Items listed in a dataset
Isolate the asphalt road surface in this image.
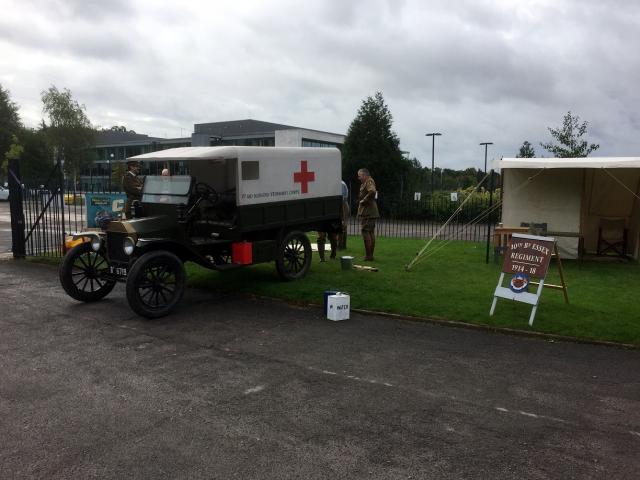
[0,260,640,479]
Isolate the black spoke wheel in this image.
[276,231,311,280]
[58,242,116,302]
[127,250,186,318]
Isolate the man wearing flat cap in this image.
[122,161,142,219]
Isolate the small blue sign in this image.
[86,193,127,228]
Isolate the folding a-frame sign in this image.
[489,233,569,325]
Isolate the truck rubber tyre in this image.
[127,250,186,318]
[58,242,116,302]
[276,231,311,281]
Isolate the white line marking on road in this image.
[518,410,540,418]
[495,407,569,423]
[307,367,393,387]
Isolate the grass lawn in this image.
[187,237,640,346]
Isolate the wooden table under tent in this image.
[498,157,640,260]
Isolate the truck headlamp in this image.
[122,237,136,255]
[91,237,102,252]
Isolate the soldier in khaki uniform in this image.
[358,168,380,262]
[122,161,142,219]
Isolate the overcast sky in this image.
[0,0,640,168]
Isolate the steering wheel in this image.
[194,182,218,203]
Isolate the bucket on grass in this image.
[340,255,353,270]
[327,293,351,321]
[323,290,340,317]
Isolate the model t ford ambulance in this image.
[60,146,342,318]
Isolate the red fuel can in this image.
[231,242,253,265]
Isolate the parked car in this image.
[59,147,342,318]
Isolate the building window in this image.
[302,138,340,148]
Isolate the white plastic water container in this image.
[327,293,351,322]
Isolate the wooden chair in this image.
[597,218,628,257]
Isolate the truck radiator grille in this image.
[107,232,129,263]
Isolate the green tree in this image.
[342,92,402,195]
[516,140,536,158]
[42,86,96,183]
[540,110,600,158]
[0,85,21,179]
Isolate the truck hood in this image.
[107,215,175,237]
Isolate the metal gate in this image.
[8,160,66,258]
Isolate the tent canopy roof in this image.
[498,157,640,170]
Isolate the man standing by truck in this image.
[122,161,142,219]
[358,168,380,262]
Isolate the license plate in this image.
[109,265,127,277]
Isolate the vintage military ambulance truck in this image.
[59,146,342,318]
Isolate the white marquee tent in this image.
[498,157,640,259]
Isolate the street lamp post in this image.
[424,133,442,197]
[107,153,114,191]
[480,142,493,263]
[480,142,493,175]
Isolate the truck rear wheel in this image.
[276,231,311,281]
[58,242,116,302]
[127,250,186,318]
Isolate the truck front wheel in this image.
[276,231,311,281]
[127,250,186,318]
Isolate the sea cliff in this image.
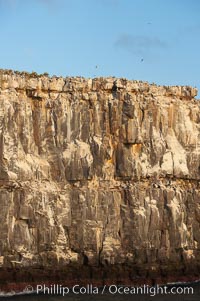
[0,70,200,289]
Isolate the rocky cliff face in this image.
[0,71,200,283]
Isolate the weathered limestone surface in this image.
[0,71,200,281]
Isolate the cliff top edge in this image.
[0,69,198,99]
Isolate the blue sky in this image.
[0,0,200,95]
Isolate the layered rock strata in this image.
[0,71,200,284]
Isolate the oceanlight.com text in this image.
[24,284,194,297]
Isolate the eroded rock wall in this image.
[0,71,200,280]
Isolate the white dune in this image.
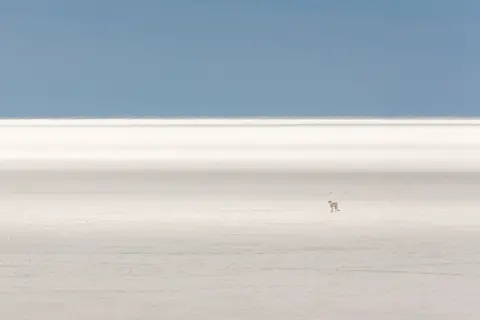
[0,119,480,320]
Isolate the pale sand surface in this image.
[0,172,480,320]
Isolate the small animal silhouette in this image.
[328,200,340,212]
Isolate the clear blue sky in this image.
[0,0,480,117]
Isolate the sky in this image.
[0,0,480,118]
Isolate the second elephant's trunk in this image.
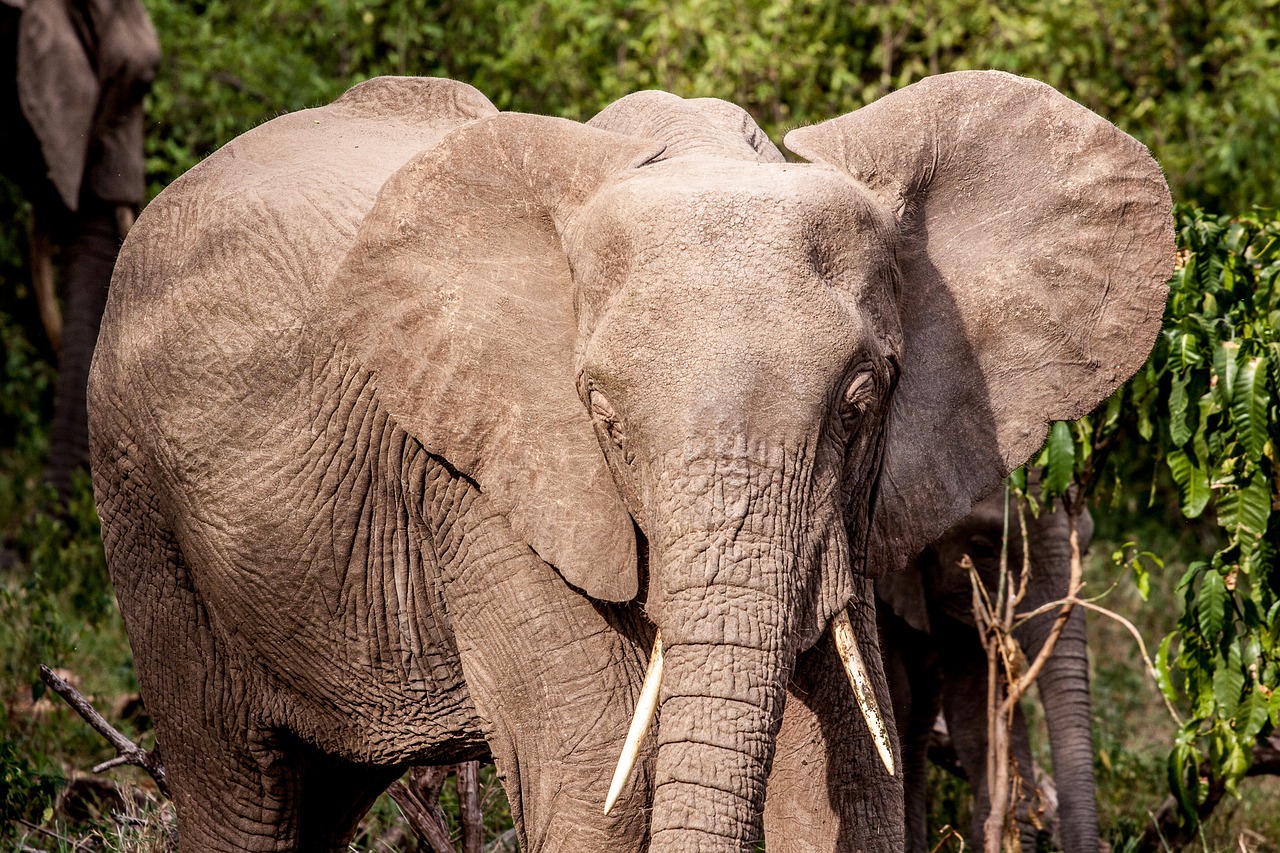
[1028,607,1098,853]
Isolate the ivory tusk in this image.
[604,631,662,815]
[831,610,893,776]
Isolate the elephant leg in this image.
[764,594,904,853]
[934,619,1036,852]
[298,749,404,853]
[877,596,942,853]
[45,199,120,502]
[95,448,307,853]
[431,469,657,853]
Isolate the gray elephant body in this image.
[877,491,1098,853]
[0,0,160,498]
[90,76,1169,850]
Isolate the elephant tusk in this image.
[831,610,893,776]
[604,631,662,815]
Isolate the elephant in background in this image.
[90,72,1174,853]
[0,0,160,500]
[876,489,1098,853]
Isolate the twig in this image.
[458,761,484,853]
[40,663,169,797]
[387,767,454,853]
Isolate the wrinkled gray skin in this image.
[90,73,1172,853]
[876,489,1098,853]
[0,0,160,498]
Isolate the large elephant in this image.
[0,0,160,497]
[876,489,1098,853]
[90,72,1174,853]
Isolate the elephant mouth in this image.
[604,608,896,815]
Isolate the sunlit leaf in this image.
[1196,571,1226,642]
[1165,450,1211,519]
[1231,356,1271,459]
[1041,420,1075,500]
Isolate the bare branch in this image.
[458,761,484,853]
[40,663,169,797]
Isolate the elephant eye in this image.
[588,388,627,450]
[842,369,876,420]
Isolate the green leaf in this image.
[1165,450,1211,519]
[1213,341,1240,409]
[1235,685,1270,744]
[1169,375,1192,447]
[1155,634,1177,713]
[1196,571,1226,643]
[1041,420,1075,501]
[1166,738,1199,829]
[1213,647,1244,717]
[1231,356,1271,460]
[1217,471,1271,549]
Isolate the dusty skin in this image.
[90,72,1174,853]
[876,489,1098,853]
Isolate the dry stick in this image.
[970,487,1027,853]
[40,663,169,797]
[387,767,454,853]
[974,494,1084,853]
[458,761,484,853]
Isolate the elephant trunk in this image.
[1028,596,1098,853]
[650,527,795,853]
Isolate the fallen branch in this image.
[387,761,484,853]
[40,663,169,797]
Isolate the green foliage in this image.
[1041,207,1280,820]
[0,740,61,841]
[135,0,1280,210]
[1152,210,1280,813]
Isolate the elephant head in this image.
[876,476,1098,853]
[325,72,1172,850]
[18,0,160,210]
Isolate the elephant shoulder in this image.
[95,78,497,461]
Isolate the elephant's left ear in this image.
[330,113,662,601]
[18,0,160,210]
[786,72,1174,574]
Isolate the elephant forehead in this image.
[596,158,882,239]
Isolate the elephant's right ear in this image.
[332,113,662,601]
[18,0,101,210]
[786,72,1174,574]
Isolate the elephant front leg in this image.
[764,601,904,853]
[445,494,657,852]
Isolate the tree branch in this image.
[40,663,169,797]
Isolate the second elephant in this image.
[877,489,1098,853]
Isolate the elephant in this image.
[0,0,160,501]
[876,489,1098,853]
[90,72,1174,853]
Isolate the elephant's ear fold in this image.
[332,113,662,601]
[18,0,101,210]
[786,72,1174,574]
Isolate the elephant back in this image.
[90,78,497,466]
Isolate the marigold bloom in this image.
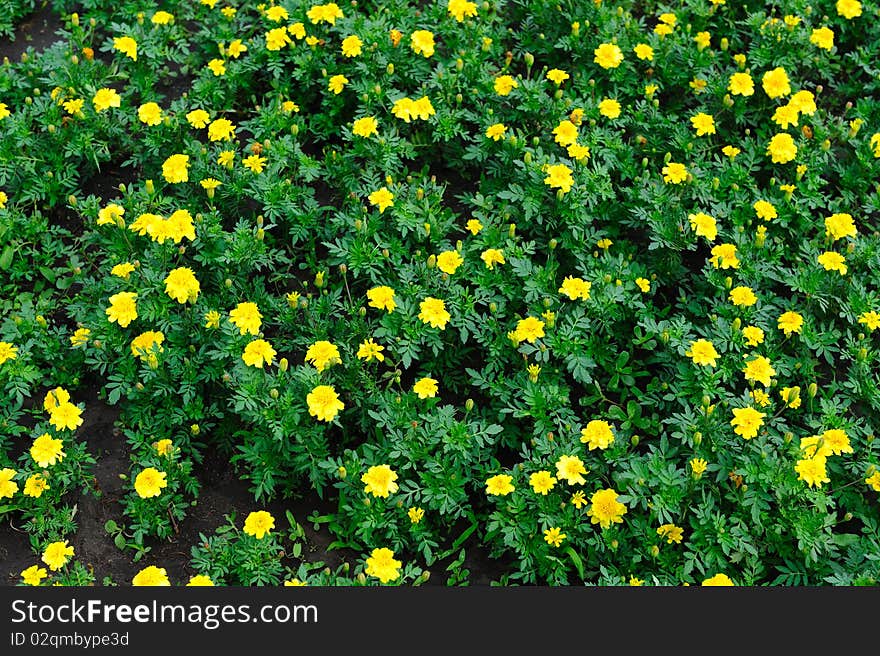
[306,385,345,422]
[241,339,277,369]
[364,547,403,583]
[361,465,398,499]
[131,565,171,587]
[587,488,627,528]
[730,406,767,440]
[486,474,514,497]
[413,376,437,399]
[529,469,556,496]
[418,296,450,330]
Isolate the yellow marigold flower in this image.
[730,406,767,440]
[367,285,396,312]
[729,285,758,307]
[164,267,201,304]
[810,25,834,50]
[342,34,364,57]
[494,75,519,96]
[761,66,791,98]
[727,73,755,96]
[357,338,385,362]
[558,276,593,301]
[688,212,718,241]
[113,36,137,61]
[553,120,577,146]
[419,296,450,330]
[364,547,403,583]
[306,340,342,371]
[742,355,776,387]
[587,488,627,528]
[709,244,739,269]
[581,419,614,451]
[599,98,620,119]
[409,30,434,58]
[825,213,857,241]
[131,568,170,587]
[684,339,721,367]
[486,474,514,497]
[486,123,507,141]
[243,510,275,540]
[544,164,574,193]
[446,0,477,23]
[327,75,348,95]
[92,87,122,112]
[544,526,567,547]
[660,162,688,184]
[556,455,590,485]
[351,116,379,138]
[437,251,464,276]
[776,310,804,337]
[633,43,654,61]
[138,102,162,126]
[480,248,504,269]
[657,524,684,544]
[593,43,623,69]
[306,385,345,421]
[241,339,277,369]
[40,540,74,572]
[691,112,715,137]
[21,565,48,586]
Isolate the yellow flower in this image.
[581,419,614,451]
[413,376,437,399]
[357,338,385,362]
[660,162,688,184]
[486,474,514,497]
[688,212,718,241]
[306,385,345,422]
[494,75,519,96]
[113,36,137,61]
[419,296,450,330]
[351,116,379,138]
[342,34,364,57]
[727,73,755,96]
[327,75,348,95]
[229,302,263,335]
[92,87,122,112]
[730,285,758,307]
[684,339,721,367]
[556,455,590,485]
[241,339,277,369]
[587,488,627,528]
[730,406,767,440]
[138,102,162,126]
[243,510,275,540]
[529,469,556,496]
[593,43,623,69]
[364,547,403,583]
[367,285,396,312]
[41,540,73,572]
[599,98,620,119]
[409,30,434,58]
[480,248,504,269]
[544,164,574,193]
[810,25,834,50]
[134,467,168,499]
[691,112,715,137]
[306,340,342,371]
[361,465,398,499]
[776,311,804,337]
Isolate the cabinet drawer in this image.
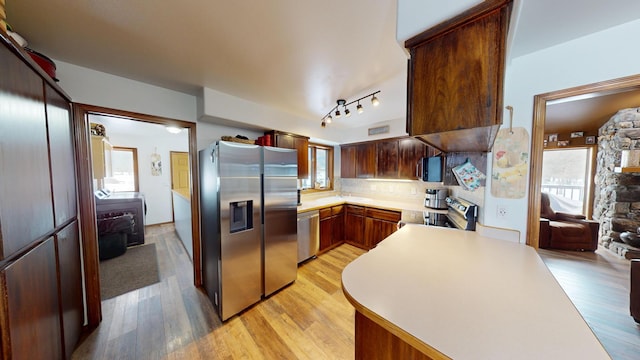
[347,205,364,216]
[318,208,331,220]
[366,208,402,222]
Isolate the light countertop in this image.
[298,196,430,213]
[342,225,610,359]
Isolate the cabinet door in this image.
[331,205,344,246]
[275,133,309,179]
[56,221,84,359]
[356,143,376,178]
[398,139,427,180]
[344,205,365,248]
[319,217,333,252]
[0,45,54,260]
[0,238,62,359]
[408,9,506,135]
[376,140,398,179]
[340,145,358,179]
[364,208,401,248]
[45,85,77,226]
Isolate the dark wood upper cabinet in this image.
[340,138,435,180]
[376,140,399,179]
[405,0,512,152]
[398,138,428,180]
[356,143,376,178]
[266,131,309,179]
[340,146,357,179]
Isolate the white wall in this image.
[54,60,197,122]
[484,16,640,241]
[196,121,264,150]
[396,0,482,43]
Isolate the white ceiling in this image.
[6,0,640,132]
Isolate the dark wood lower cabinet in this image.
[320,205,401,253]
[344,205,368,249]
[319,205,344,253]
[364,208,401,249]
[0,237,63,359]
[355,311,441,360]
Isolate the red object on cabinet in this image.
[24,48,58,81]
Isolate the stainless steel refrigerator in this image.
[199,141,297,321]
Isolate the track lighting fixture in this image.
[371,95,380,106]
[320,90,380,127]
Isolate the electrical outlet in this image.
[496,205,507,218]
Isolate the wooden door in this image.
[45,85,77,227]
[0,238,62,359]
[56,221,84,359]
[171,151,191,197]
[0,45,54,260]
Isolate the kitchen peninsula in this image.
[342,225,610,359]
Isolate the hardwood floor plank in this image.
[136,296,166,359]
[538,249,640,360]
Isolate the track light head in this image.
[371,95,380,106]
[320,90,380,127]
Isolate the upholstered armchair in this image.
[539,193,600,251]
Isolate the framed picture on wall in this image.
[571,131,584,138]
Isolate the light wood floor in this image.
[539,249,640,360]
[72,225,364,359]
[72,224,640,360]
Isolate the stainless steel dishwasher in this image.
[298,210,320,264]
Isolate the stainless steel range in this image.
[424,196,478,231]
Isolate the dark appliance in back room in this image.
[94,189,147,246]
[423,193,478,231]
[199,141,298,321]
[417,156,443,182]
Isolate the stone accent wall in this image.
[593,108,640,250]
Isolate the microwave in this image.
[418,156,443,182]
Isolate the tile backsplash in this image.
[303,178,485,219]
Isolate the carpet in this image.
[100,243,160,300]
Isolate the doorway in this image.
[527,75,640,248]
[73,103,202,328]
[541,147,595,219]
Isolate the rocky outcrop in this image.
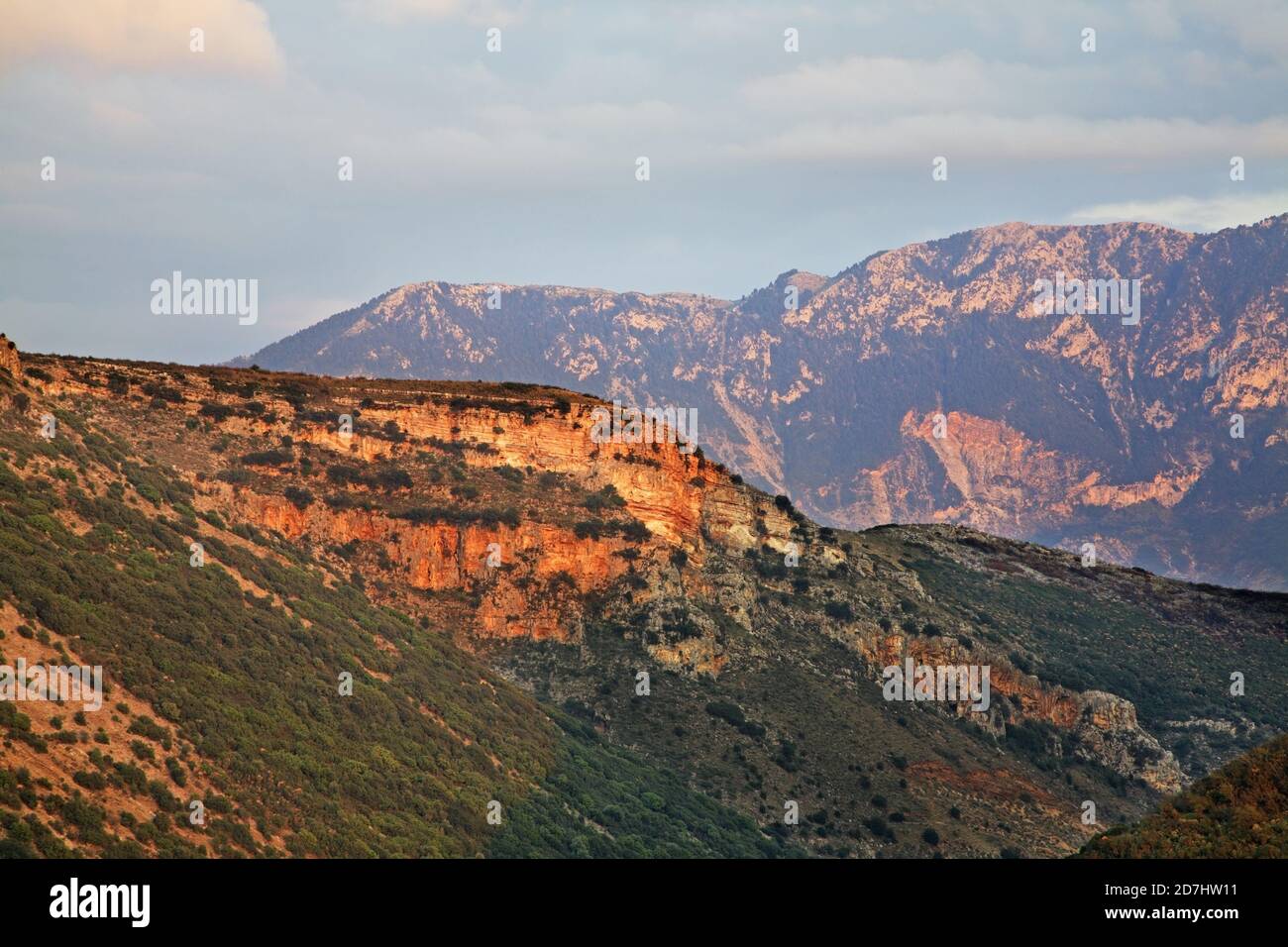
[0,333,22,380]
[237,215,1288,588]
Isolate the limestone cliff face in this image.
[0,333,22,380]
[29,357,1269,834]
[234,214,1288,588]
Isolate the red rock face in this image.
[237,215,1288,588]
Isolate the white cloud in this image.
[1068,184,1288,233]
[344,0,528,26]
[730,112,1288,167]
[0,0,282,74]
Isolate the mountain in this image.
[236,215,1288,590]
[0,345,794,858]
[10,342,1288,857]
[1082,737,1288,858]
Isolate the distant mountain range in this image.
[10,342,1288,857]
[236,214,1288,590]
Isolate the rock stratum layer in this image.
[239,215,1288,590]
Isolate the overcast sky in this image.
[0,0,1288,362]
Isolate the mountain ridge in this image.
[237,215,1288,588]
[0,340,1288,857]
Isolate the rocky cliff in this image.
[12,342,1288,854]
[240,215,1288,588]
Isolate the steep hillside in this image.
[1082,737,1288,858]
[0,359,790,857]
[8,356,1288,856]
[239,215,1288,590]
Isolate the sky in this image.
[0,0,1288,364]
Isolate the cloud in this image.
[344,0,528,26]
[0,0,283,74]
[743,53,1060,115]
[729,112,1288,167]
[1068,184,1288,233]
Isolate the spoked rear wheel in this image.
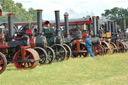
[0,52,7,74]
[93,45,104,56]
[34,47,47,65]
[46,46,55,64]
[80,42,88,57]
[13,48,39,69]
[52,44,67,61]
[63,44,72,59]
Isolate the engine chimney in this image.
[123,17,126,32]
[55,10,60,36]
[96,16,100,35]
[64,12,70,38]
[114,21,117,34]
[8,14,14,39]
[108,21,111,32]
[92,16,97,36]
[105,22,109,33]
[37,9,42,34]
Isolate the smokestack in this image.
[37,9,42,34]
[123,17,126,32]
[92,16,97,36]
[88,24,91,35]
[55,10,60,36]
[64,12,70,37]
[111,22,115,34]
[108,21,111,32]
[105,22,109,33]
[114,21,117,34]
[8,14,14,39]
[96,16,100,34]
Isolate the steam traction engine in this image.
[0,14,39,73]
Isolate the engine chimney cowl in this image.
[8,13,14,39]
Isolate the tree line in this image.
[0,0,128,28]
[0,0,36,22]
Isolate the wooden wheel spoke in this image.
[0,60,4,64]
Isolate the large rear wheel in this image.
[46,46,55,64]
[63,44,72,59]
[52,44,67,61]
[34,47,47,65]
[13,48,39,69]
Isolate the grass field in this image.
[0,52,128,85]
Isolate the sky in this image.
[13,0,128,20]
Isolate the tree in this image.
[101,7,128,29]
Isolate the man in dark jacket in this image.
[85,35,95,58]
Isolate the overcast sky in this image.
[14,0,128,20]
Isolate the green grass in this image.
[0,52,128,85]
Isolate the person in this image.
[85,35,95,58]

The task:
Render everything from the line containing "Isolate the ivory tusk in this image." down to the line containing "[95,78,497,461]", both included, as a Markdown table with the columns Row and Entry. Give each line a row number and leave out blank lines.

The reply:
| Row | Entry |
|---|---|
| 1 | Isolate the ivory tusk in this image. |
| 2 | [604,631,662,815] |
| 3 | [831,610,893,776] |
| 4 | Isolate the elephant leg in this image. |
| 5 | [764,594,904,853] |
| 6 | [934,619,1036,852] |
| 7 | [298,749,404,853] |
| 8 | [877,596,942,853] |
| 9 | [45,199,120,502] |
| 10 | [95,448,307,853] |
| 11 | [431,469,657,853] |
| 12 | Isolate the gray elephant body in this image. |
| 13 | [877,491,1098,853] |
| 14 | [0,0,160,498] |
| 15 | [90,76,1169,850] |
| 16 | Isolate the elephant tusk in this image. |
| 17 | [831,610,893,776] |
| 18 | [604,631,662,815] |
| 19 | Isolate the elephant in background in this image. |
| 20 | [90,72,1174,853] |
| 21 | [0,0,160,500] |
| 22 | [876,489,1098,853] |
| 23 | Isolate the twig in this image. |
| 24 | [458,761,484,853] |
| 25 | [40,663,169,797] |
| 26 | [387,767,454,853] |
| 27 | Isolate the wrinkled gray skin in this image. |
| 28 | [90,73,1172,853] |
| 29 | [876,489,1098,853] |
| 30 | [0,0,160,498] |
| 31 | Isolate the large elephant in this image. |
| 32 | [0,0,160,497] |
| 33 | [876,489,1098,853] |
| 34 | [90,72,1174,853] |
| 35 | Isolate the elephant mouth in this image. |
| 36 | [604,608,896,815] |
| 37 | Isolate the sunlit leaf in this image. |
| 38 | [1196,571,1226,642] |
| 39 | [1165,450,1211,519] |
| 40 | [1231,356,1271,459] |
| 41 | [1041,420,1075,500] |
| 42 | Isolate the bare branch in this image. |
| 43 | [458,761,484,853] |
| 44 | [40,663,169,797] |
| 45 | Isolate the elephant eye in this image. |
| 46 | [588,388,627,450] |
| 47 | [842,369,876,420] |
| 48 | Isolate the green leaf in this image. |
| 49 | [1165,450,1211,519] |
| 50 | [1213,341,1240,409] |
| 51 | [1235,685,1270,744] |
| 52 | [1169,375,1192,447] |
| 53 | [1155,634,1177,713] |
| 54 | [1196,571,1226,643] |
| 55 | [1041,420,1075,501] |
| 56 | [1166,738,1199,829] |
| 57 | [1213,647,1244,717] |
| 58 | [1231,356,1271,460] |
| 59 | [1217,471,1271,549] |
| 60 | Isolate the dusty skin in this image. |
| 61 | [90,72,1174,853] |
| 62 | [876,489,1098,853] |
| 63 | Isolate the dry stick in this image. |
| 64 | [970,487,1027,853] |
| 65 | [40,663,169,797] |
| 66 | [387,767,454,853] |
| 67 | [974,494,1084,853] |
| 68 | [458,761,484,853] |
| 69 | Isolate the elephant trunk in this image. |
| 70 | [1028,596,1098,853] |
| 71 | [650,527,795,853] |
| 72 | Isolate the fallen branch in this image. |
| 73 | [387,761,484,853] |
| 74 | [40,663,169,797] |
| 75 | Isolate the green foliage in this image. |
| 76 | [1041,207,1280,820] |
| 77 | [0,740,61,841] |
| 78 | [135,0,1280,210] |
| 79 | [1152,210,1280,813] |
| 80 | Isolate the elephant head in this image. |
| 81 | [876,476,1098,853] |
| 82 | [325,72,1172,850] |
| 83 | [18,0,160,210] |
| 84 | Isolate the elephant shoulder in this image. |
| 85 | [95,78,497,461] |